A month ago, we noted that the future of the NAFTA renegotiations was very uncertain and that the time to get a deal done in 2018, with the current Mexican government and the current U.S. Congress, was quickly evaporating. Regrettably, the situation has only worsened since then. It is now quite clear that there is virtually no chance for a deal in 2018, although none of the parties have yet formally abandoned the negotiation process and talks—for whatever they are now worth—continue. But we must be honest about the situation: it’s not looking good.
NAFTA negotiators blew through what was supposed to have been the final May 17 deadline for completing a new trilateral trade agreement in 2018. U.S. Trade Representative Robert Lighthizer argued that "the NAFTA countries are nowhere near close to a deal." But the Mexican and Canadian negotiators continued to insist that a deal could still be concluded by the end of May. To get there, officials considered a "skinny" deal that would focus on auto rules of origin and other regulatory changes that would not require the approval of the U.S. Congress. Labor unions, some key members of Congress, and Mexico, however, all opposed the idea. For Mexico, this option meant they would have to give up a lot while getting little in return from the United States.
For his part, President Trump turned up the pressure by ordering Commerce Secretary Wilbur Ross to begin a section 232 investigation into the potential threat to U.S. national security from automobile imports. The investigation will take months. There is deep skepticism that auto imports could in any way pose a national security threat to the United States, and beyond the scope of the bilateral U.S.-Mexico relationship the United States’ use of these national security provisions not only strains credibility but opens the door for copy-cat moves by other countries in the future that will undoubtedly harm U.S. interests. The contagion effect is very real.

_Entries provided_
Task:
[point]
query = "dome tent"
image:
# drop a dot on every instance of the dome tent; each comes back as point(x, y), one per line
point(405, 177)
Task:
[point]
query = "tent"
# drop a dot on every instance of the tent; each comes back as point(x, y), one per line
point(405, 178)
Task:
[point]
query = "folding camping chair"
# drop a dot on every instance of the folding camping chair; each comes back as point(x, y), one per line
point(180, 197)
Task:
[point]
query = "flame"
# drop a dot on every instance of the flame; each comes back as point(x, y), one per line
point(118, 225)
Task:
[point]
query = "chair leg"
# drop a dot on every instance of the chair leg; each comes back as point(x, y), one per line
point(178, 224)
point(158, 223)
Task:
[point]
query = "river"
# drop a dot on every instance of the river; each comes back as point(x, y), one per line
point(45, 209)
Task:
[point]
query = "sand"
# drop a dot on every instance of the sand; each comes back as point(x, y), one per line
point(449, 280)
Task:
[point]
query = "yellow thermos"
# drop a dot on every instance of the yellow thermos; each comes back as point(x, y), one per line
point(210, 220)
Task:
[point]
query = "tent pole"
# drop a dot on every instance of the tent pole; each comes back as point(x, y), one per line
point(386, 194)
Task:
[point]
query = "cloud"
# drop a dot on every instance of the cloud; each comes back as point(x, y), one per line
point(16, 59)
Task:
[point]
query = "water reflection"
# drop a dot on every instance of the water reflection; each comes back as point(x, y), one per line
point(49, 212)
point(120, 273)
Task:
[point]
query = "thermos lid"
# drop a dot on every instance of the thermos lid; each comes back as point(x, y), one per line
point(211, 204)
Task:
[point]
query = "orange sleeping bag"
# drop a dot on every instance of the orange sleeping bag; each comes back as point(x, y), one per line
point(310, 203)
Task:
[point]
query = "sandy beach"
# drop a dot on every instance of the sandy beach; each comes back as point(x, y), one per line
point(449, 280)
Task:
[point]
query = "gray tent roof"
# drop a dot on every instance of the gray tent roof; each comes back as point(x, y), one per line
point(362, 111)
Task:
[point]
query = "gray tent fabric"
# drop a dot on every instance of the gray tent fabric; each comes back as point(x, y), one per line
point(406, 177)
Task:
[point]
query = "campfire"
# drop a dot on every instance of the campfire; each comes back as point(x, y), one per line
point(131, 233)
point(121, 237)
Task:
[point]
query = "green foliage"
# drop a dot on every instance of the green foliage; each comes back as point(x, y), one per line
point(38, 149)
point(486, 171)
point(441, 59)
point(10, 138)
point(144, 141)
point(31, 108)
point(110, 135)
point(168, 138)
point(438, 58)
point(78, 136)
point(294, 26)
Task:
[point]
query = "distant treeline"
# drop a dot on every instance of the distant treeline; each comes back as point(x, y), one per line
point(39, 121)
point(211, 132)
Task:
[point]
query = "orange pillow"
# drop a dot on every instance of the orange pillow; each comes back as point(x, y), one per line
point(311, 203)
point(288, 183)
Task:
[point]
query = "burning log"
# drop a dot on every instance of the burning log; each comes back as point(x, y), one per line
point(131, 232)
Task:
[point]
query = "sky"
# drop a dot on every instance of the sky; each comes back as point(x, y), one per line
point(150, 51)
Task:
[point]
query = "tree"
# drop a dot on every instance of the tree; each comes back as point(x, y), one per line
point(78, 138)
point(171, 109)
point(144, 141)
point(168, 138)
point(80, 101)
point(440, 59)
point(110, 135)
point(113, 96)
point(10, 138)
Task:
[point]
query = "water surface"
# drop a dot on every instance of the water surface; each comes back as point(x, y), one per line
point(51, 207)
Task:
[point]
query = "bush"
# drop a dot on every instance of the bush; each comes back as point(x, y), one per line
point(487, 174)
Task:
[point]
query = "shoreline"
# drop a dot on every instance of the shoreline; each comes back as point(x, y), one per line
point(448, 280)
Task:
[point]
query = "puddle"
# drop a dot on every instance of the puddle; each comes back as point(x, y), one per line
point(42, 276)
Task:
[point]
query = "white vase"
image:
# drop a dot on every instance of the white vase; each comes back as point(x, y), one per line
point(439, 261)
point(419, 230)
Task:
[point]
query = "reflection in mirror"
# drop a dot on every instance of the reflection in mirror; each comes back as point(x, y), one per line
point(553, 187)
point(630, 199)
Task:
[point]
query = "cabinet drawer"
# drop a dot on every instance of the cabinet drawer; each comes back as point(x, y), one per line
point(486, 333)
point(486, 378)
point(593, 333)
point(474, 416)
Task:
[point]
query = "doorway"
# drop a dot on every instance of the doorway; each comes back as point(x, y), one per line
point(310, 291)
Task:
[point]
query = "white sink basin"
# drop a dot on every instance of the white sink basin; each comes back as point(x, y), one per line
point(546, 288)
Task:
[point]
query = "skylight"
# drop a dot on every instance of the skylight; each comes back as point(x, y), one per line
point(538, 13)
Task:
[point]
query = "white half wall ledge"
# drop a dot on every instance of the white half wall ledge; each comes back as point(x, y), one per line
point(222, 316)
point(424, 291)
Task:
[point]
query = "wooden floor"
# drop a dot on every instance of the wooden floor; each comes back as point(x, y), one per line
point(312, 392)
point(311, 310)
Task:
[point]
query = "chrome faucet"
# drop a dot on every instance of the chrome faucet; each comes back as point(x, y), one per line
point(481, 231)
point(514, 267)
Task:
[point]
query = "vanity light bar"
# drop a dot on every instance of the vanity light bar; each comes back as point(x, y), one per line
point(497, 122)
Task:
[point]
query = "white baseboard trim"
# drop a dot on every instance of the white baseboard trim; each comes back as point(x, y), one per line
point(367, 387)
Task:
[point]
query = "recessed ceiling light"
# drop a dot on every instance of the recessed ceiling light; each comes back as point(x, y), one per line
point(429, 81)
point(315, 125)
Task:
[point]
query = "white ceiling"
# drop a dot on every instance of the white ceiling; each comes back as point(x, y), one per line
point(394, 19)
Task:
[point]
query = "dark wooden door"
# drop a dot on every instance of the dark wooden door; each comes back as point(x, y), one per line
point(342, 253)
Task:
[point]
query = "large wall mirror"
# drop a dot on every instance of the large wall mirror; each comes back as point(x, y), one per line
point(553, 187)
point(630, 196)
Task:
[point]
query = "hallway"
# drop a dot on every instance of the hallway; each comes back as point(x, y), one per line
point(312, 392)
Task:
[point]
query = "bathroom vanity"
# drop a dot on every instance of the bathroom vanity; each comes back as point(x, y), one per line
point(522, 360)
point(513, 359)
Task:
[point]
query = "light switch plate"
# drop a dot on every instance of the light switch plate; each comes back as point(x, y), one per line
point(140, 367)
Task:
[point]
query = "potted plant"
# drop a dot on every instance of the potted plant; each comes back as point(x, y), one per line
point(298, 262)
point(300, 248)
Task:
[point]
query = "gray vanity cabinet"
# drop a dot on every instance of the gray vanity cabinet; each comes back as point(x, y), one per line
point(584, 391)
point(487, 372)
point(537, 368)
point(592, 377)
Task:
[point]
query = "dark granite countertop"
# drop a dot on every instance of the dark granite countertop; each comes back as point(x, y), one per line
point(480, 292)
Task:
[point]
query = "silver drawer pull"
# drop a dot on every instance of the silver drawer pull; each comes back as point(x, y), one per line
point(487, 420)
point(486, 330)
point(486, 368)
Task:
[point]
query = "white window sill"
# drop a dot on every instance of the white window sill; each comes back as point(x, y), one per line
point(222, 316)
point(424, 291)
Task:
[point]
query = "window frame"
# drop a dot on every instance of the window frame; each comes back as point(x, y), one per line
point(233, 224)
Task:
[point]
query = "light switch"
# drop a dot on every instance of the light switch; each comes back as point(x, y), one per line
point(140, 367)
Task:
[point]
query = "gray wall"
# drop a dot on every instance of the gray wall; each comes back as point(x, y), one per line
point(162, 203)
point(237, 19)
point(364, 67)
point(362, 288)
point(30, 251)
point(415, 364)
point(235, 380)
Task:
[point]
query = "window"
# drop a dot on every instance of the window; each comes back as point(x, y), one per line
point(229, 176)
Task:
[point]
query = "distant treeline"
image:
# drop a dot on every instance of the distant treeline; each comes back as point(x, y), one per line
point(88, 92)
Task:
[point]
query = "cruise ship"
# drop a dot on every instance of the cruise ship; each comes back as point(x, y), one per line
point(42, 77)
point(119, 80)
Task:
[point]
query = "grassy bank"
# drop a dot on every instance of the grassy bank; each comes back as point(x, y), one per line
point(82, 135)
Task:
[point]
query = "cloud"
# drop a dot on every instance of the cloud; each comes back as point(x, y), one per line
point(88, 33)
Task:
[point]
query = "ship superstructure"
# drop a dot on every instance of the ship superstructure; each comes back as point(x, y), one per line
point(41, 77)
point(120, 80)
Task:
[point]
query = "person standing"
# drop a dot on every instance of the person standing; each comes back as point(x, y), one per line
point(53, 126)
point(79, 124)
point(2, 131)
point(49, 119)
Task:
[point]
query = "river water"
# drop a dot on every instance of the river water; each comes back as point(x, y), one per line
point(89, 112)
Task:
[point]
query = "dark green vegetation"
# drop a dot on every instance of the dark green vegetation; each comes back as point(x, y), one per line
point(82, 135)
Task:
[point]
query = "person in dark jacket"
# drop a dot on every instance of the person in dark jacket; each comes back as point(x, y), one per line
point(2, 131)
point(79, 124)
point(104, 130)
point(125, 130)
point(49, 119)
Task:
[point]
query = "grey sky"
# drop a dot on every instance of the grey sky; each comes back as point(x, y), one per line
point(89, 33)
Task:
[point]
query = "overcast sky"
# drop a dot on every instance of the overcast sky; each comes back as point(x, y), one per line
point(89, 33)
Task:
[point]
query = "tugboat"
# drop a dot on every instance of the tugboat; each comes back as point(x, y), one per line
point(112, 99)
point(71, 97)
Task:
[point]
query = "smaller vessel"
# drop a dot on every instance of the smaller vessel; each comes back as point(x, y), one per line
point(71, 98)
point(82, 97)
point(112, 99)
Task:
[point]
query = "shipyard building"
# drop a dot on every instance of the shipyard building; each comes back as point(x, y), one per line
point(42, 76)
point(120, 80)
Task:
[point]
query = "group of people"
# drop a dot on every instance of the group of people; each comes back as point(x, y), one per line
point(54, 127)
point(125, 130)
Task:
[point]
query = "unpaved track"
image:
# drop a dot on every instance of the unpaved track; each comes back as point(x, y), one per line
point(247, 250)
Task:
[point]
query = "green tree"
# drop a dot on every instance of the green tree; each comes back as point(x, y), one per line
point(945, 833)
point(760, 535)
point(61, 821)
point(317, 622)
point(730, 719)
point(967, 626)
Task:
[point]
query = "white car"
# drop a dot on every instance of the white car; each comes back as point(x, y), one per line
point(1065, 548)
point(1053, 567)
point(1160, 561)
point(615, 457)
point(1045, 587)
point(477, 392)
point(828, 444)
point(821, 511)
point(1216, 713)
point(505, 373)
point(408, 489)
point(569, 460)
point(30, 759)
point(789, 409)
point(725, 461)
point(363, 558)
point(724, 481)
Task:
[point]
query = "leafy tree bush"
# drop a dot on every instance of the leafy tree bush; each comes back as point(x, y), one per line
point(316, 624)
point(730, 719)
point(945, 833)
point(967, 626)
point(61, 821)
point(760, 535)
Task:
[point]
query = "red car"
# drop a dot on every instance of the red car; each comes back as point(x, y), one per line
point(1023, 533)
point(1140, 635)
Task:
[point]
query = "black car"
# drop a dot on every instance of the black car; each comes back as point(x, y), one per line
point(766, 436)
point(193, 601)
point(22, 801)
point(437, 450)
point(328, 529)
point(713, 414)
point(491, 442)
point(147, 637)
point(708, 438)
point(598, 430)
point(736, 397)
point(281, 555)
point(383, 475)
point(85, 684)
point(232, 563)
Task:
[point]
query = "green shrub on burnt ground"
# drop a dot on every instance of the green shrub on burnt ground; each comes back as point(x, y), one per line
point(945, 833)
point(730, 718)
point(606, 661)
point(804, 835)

_Required tasks_
- 1) Answer these about the NAFTA passage:
(a) What date was supposed to be the final deadline for completing a new trilateral trade agreement in 2018?
(b) Whom did President Trump order to begin a section 232 investigation into automobile imports?
(c) What would the "skinny" deal have focused on?
- 2) Write out the NAFTA passage between "For his part, President" and "is very real.", inclusive.
- 3) Continue the NAFTA passage from where it stops.

_Responses_
- 1)
(a) May 17.
(b) Commerce Secretary Wilbur Ross.
(c) Auto rules of origin and other regulatory changes that would not require the approval of the U.S. Congress.

- 2)
For his part, President Trump turned up the pressure by ordering Commerce Secretary Wilbur Ross to begin a section 232 investigation into the potential threat to U.S. national security from automobile imports. The investigation will take months. There is deep skepticism that auto imports could in any way pose a national security threat to the United States, and beyond the scope of the bilateral U.S.-Mexico relationship the United States’ use of these national security provisions not only strains credibility but opens the door for copy-cat moves by other countries in the future that will undoubtedly harm U.S. interests. The contagion effect is very real.

- 3)
It is now quite clear that there is virtually no chance for a deal in 2018, although none of the parties have yet formally abandoned the negotiation process and talks—for whatever they are now worth—continue.
The Trump administration has, at least until now, been unwilling to compromise on some of its key demands that the Mexicans and Canadians believe are non-starters. Mexican gestures of compromise on autos have been largely rejected. And President Trump, perhaps (wrongly) thinking he could gain some leverage in the negotiations, initiated a process on May 23 that could lead to a 25 percent tariff on all cars imported into the United States and, to the surprise of all, on May 31, terminated the Mexican and Canadian exemptions from the 25 percent steel and 10 percent aluminum tariffs imposed in March.
Both countries retaliated, with Mexico imposing 15-25 percent tariffs on a wide range of U.S. exports targeted to impact the districts of key Republican lawmakers. Mexico also challenged the legality of the U.S. tariffs in the World Trade Organization. Meanwhile, following the G-7 summit in Canada, an aggrieved President Trump and his White House advisors launched a blistering and quite personal attack on Canadian Prime Minister Justin Trudeau, casting a pall over the NAFTA talks.
Adding insult to injury, after weeks of remaining silent, President Trump returned to his demand that Mexico pay for a border wall, which elicited a tersely-worded response from Mexican President Enrique Peña Nieto stating that Mexico would never pay for a wall. In the midst of these tensions, it was presidential frontrunner Andrés Manuel López Obrador (AMLO) who tried to play the peacemaker by calling on the Mexican government to act firmly in response to American taunts, but to not respond in kind to every affront for fear of starting a trade war that Mexico can ill-afford.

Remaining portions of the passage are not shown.